任务要求 =>
从下列记录中提取所有包含字符串“tree”的行，并将这些行原样抄录。匹配时区分大小写。

给定记录 =>

------------------------

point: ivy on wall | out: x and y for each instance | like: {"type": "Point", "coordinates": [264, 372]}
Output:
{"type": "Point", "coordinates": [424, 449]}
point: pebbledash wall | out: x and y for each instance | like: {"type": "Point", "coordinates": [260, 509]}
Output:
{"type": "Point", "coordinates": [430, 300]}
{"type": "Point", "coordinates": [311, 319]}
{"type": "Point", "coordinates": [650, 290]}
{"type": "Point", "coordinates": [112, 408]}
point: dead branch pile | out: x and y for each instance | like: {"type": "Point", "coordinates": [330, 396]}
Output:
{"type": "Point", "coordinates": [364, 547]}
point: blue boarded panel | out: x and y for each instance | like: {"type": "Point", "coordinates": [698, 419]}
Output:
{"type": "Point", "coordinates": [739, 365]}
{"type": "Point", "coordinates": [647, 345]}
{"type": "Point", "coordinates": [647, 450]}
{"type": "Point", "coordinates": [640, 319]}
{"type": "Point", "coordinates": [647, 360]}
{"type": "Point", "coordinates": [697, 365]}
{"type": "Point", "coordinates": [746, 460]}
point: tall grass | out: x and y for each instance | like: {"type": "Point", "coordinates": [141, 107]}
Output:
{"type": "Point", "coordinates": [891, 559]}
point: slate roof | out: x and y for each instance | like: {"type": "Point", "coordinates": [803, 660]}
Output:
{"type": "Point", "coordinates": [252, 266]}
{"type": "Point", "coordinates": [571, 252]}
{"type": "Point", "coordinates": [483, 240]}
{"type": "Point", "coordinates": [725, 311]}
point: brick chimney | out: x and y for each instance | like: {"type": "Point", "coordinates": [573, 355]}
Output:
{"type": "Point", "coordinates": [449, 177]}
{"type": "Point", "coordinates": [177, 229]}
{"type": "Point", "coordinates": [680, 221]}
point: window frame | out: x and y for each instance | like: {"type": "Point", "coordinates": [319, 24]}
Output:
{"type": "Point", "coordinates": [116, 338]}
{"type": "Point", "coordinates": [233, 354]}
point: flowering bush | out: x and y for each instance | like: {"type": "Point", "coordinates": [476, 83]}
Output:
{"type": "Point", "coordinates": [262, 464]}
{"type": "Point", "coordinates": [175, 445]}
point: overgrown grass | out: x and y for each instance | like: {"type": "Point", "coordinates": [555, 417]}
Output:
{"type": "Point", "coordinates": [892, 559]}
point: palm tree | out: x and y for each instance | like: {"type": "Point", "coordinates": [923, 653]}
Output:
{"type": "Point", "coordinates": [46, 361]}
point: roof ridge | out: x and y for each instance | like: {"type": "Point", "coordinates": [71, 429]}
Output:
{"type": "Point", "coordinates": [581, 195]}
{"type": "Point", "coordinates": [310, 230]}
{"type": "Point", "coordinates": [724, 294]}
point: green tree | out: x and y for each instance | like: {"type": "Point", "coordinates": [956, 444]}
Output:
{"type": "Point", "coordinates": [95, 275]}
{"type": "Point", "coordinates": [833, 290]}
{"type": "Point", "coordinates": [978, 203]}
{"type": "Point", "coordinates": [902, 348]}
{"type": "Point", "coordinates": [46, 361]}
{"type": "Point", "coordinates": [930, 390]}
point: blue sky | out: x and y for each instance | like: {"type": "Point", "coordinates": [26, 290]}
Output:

------------------------

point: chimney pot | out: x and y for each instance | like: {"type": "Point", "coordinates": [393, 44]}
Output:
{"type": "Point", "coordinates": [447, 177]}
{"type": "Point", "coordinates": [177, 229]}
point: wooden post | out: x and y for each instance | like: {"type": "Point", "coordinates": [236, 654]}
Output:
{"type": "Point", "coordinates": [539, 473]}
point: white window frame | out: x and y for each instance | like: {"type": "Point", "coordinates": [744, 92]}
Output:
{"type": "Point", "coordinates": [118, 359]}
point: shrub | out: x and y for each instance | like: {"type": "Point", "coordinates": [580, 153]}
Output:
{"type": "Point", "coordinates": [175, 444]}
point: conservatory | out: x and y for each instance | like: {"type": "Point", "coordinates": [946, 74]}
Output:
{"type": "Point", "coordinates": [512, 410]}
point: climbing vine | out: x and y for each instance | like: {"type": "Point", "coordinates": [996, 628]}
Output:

------------------------

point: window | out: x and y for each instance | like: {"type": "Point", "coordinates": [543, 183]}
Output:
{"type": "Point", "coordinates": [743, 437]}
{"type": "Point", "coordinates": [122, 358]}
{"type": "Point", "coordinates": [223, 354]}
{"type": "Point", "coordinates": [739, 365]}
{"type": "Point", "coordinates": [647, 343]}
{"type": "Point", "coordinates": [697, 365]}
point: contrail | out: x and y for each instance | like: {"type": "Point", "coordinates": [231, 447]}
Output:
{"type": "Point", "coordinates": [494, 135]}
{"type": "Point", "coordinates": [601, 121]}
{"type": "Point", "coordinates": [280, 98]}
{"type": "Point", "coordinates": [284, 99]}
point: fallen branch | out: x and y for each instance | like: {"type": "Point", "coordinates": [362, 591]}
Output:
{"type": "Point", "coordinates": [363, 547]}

------------------------

参考答案 =>
point: palm tree | out: x and y for each instance | like: {"type": "Point", "coordinates": [923, 653]}
point: green tree | out: x and y for each instance | like: {"type": "Point", "coordinates": [956, 444]}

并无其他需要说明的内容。